“And Muhammad is but a messenger, messengers the like of whom have passed away before him If he then dies or is killed, will you turn back upon your heels? And whomever turns back upon his heels, he will by no means do harm unto Allah in the least, and Allah will reward the grateful.” – The Holy Quran (3:144)
In recent years, the world has seen the growth of a campaign which we didn’t dream of taking the streets of London, the States, Canada, Sweden, Denmark and other such countries by storm. Who is Hussain is a campaign which has brought the world tiny tad bits of information which seeks to feed the curiosity of passers by and pushing them to ask who this man is who changed the world so greatly with his sacrifice.
The pertinent question however is, what of the man who said, ‘Hussain is of me, and I am of Hussain?’ The question is, who is Muhammad, who so greatly changed the world that the fastest growing religion of the modern world was the one he was sent with. Allah (swt) in Surat Aale Imran suggests that “Muhammad is but a messenger, messengers the like of whom have passed away before him,” so what was it about his message that changed Arabia and ultimately, the world as we know it?
The people of Arabia
The Prophet came to the people of Arabia, a region known for its love of poetry, idolatry, nomadic lives, pride, misogyny and ever-warring tribes. The tribes in the region would be at war with one another constantly; battles being the only way to resolve even the most trivial of issues. They were known to think of themselves as a superior race, something that isn’t too unheard of in this day and age, and so the idea of human equality, let alone equality between the genders, was something unheard of, which isn’t a surprise – considering young girls were killed for being born female instead of male. The Kaaba was filled with idols, and the people of Arabia believed that stone idols were the bringers of all their good fortune. So imagine the world that Prophet Muhammad was brought up in – one that saw all these things, so much jealousy, pride and hatred. The jealousy of Abraha of Ethiopia marked the year of his birth – the Year of the Elephant – whereby this King (although not an Arab) showed insane levels of jealousy towards the Kaaba for drawing so many tourists and visitors towards it.
Annually, hundreds would flock towards the Kaaba and would visit it and hardly any would go towards the church Abraha had built which lead to him taking his army of elephants towards the Kaaba, the rest of the story I’m sure you are all aware of. The significance of the Prophet’s birth in this year is that Allah (swt) vowed to protect what belonged to Him and that He would continue to do so by sending a man forward who would change the behaviour of those he was sent to and ultimately, the rest of the world too. And with this, Muhammad was sent as a social reformer to a community of people who held no sanctity towards life, heritage or history.

PROVIDED DATA>
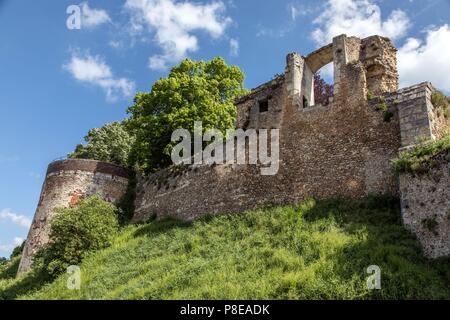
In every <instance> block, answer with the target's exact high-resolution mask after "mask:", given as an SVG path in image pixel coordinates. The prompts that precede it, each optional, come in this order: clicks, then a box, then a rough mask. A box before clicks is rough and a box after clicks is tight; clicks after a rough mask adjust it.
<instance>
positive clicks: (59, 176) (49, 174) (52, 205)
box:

ABOUT THIS TASK>
Extract from the essay about the Prophet Muhammad the passage running from "In recent years, the" up to and including "we know it?", word for word. Rely only on the essay about the Prophet Muhammad, not on the material.

TASK RESULT>
In recent years, the world has seen the growth of a campaign which we didn’t dream of taking the streets of London, the States, Canada, Sweden, Denmark and other such countries by storm. Who is Hussain is a campaign which has brought the world tiny tad bits of information which seeks to feed the curiosity of passers by and pushing them to ask who this man is who changed the world so greatly with his sacrifice.
The pertinent question however is, what of the man who said, ‘Hussain is of me, and I am of Hussain?’ The question is, who is Muhammad, who so greatly changed the world that the fastest growing religion of the modern world was the one he was sent with. Allah (swt) in Surat Aale Imran suggests that “Muhammad is but a messenger, messengers the like of whom have passed away before him,” so what was it about his message that changed Arabia and ultimately, the world as we know it?